_PAGE_

Pour Some Salt On That Hash

In addition to the hash, a salt value – a random chunk of data that varies every time the user’s password is changed – should be added to the hash and stored in the database. This bit of always changing random data added to the hash helps mitigate certain types of attacks. To calculate the hash with a salt, in pseudo code:

$hash = SHA512( $password + $salt)

The $hash and the $salt are typically stored in the database. They can be stored in separate fields, or combined into one, as both the hash and the salt are fixed length. To authenticate a user, we just perform the same operation, and compare the results of that, with what we have stored in the database. This is sometimes called “encrypt and compare“while, in actuality, it’s “hash and compare”.

SHA-512 vs. SHA 256

It used to be fairly common that MD5 or SHA1 algorithms were used, however these have fallen out of favor as attacks against them have been discovered or have become viable. Currently SHA-512 variant of the SHA-2 family is the best available hashing solution, at least according to NIST. NIST also has SHA-3, a next generation hash, in draft status. SHA-3 doesn’t suffer from some of the (currently theoretical) weaknesses in the current SHA-2 hashes.

Why is SHA-512 better than SHA-256? First, it has a much larger address space, so a much smaller chance of collisions (two inputs producing the same output). Second, it’s slower on 32bit hardware. Unfortunately it’s faster on 64bit hardware, which is the norm these days. Why do we want authenticating someone in to be slower? Well, it’s all about limiting the number of tries that can be attempted per second. Regardless of the hashing algorithm used, there’s always brute force attacks against weak passwords, and even strong passwords will eventually fall to brute force. But your app blocks logins after 3 attempts, so we don’t need to take any additional measures, right? WRONG! Locking users out does you no good when the attacker has a copy of your database.

Password Stretching

In order to slow down those brute force attacks we need to stretch out the time it takes to hash a password. Each round should take the previously generated hash, add the password and salt (to help prevent a loss of entropy that would otherwise occur through each step of the loop), and then hash again. So for example, in pseudo code:

 $iterations = 10000;

$hash = SHA512($password + $salt);

for ($i = 0; $i < iterations; $i++) {

  $hash = SHA512($hash + $password + $salt)

}

$hash = $salt + $hash

You would need to figure out how long this takes on your server hardware, and how fast you want it to be to determine how many rounds you need to perform. The SHA-2 family of algorithms, of which SHA512 is part, is very fast – so you will likely need tens or even hundreds of thousands of iterations.

So now you’re SHA512 hashed, salted, with many iterations – is that good enough? Maybe. If you’ve tuned your number of iterations. And you might even want to tweak that based on the role of the individual user. For example, you may want it to take about 500ms on your server to hash the password when authenticating a regular user, but you might want it to take about 1s for a user with administrative privileges.

_DATASET EXTRACT_
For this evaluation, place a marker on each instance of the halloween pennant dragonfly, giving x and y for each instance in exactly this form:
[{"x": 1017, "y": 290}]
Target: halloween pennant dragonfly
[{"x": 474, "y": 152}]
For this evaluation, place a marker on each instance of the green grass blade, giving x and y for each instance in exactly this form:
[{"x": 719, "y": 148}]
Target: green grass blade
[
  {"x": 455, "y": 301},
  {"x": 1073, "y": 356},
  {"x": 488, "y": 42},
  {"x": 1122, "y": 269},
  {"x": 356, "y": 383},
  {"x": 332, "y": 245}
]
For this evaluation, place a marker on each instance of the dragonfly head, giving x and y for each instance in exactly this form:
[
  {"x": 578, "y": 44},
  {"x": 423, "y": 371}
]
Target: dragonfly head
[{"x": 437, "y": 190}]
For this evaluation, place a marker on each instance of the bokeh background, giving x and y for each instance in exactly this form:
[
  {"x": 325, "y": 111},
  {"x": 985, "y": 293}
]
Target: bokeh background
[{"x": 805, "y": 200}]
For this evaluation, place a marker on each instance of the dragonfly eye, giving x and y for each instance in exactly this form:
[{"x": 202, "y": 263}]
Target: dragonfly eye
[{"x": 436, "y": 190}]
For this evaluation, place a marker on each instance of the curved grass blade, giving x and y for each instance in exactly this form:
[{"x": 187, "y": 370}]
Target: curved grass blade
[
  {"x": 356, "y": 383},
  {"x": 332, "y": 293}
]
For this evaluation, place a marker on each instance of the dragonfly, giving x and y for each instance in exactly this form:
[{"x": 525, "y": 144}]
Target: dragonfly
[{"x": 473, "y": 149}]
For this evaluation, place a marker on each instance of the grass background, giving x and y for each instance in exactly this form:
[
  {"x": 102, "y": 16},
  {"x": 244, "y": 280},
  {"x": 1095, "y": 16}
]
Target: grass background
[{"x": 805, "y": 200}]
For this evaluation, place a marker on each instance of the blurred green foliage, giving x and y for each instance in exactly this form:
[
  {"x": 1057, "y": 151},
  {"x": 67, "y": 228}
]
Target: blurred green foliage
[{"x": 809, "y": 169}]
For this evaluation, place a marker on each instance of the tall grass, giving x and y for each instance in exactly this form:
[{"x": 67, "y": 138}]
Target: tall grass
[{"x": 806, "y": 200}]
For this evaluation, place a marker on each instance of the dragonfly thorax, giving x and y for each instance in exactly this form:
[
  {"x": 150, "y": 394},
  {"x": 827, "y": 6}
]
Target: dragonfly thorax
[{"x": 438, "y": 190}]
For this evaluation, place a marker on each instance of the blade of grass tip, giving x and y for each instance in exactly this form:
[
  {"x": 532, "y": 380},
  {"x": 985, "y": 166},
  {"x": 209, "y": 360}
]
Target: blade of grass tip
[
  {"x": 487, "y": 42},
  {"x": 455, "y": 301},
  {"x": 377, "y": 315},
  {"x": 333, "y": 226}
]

_TASKS TO CARRY OUT_
A: Translate this sentence from the password hashing article into Spanish: "Locking users out does you no good when the attacker has a copy of your database."
B: Carry the password hashing article forward from its last sentence.

_EXERCISE RESPONSES_
A: Bloquear a los usuarios no te sirve de nada cuando el atacante tiene una copia de tu base de datos.

B:
Alternatives To Hashing

There is an alternative to cryptographic hashing which can successfully slow some attacks, and may offer higher security depending on your needs. A password based key derivation function creates an encryption key using a password as the base. There are three well known versions: PBKDF2, bcrypt, and scrypt. These all require an iteration count or work factor as inputs to control the performance, and all have different strengths.

PBKDF2 is NIST endorsed, and is very well known, and well researched. NIST has deemed PBKDF2 as “secure enough” for government work. It doesn’t help much with the GPU/FPGA problem, but it is probably the best you can do when you must comply with NIST/FIPS. Most standard implementations use SHA1, as SHA1’s use in this case is permitted, however the PBKDF2 standard allows other approved algorithms such as SHA256 or SHA512. When using an alternative to SHA1, you may need to write your own implementation or leverage a third party component.

Bcrypt has been around for a while, and uses the blowfish algorithm. While it’s not NIST approved, it’s been out there and working for many years without being broken. And by the nature of the way it works it impedes acceleration by GPU. However, in the past 5 years or so FPGA’s with built-in RAM have become common – allowing bcrypt to be efficiently accelerated using off-the-shelf hardware as well.

Scrypt is a relative newcomer, having been invented in 2009. It requires significantly more RAM than bcrypt, thus making it harder to accelerate with FPGA’s. Unfortunately, as the youngest of the bunch, it’s less well studied and proved than bcrypt or PBKDF2, but its use in some crypto currencies may over time prove it out.

Take the time to think about your authentication and authorization systems, password storage, etc. It’s not a glorious job, and it may well be thankless, but that sure beats what might happen if you don’t. Make sure to also be wary of sites that don’t take it seriously.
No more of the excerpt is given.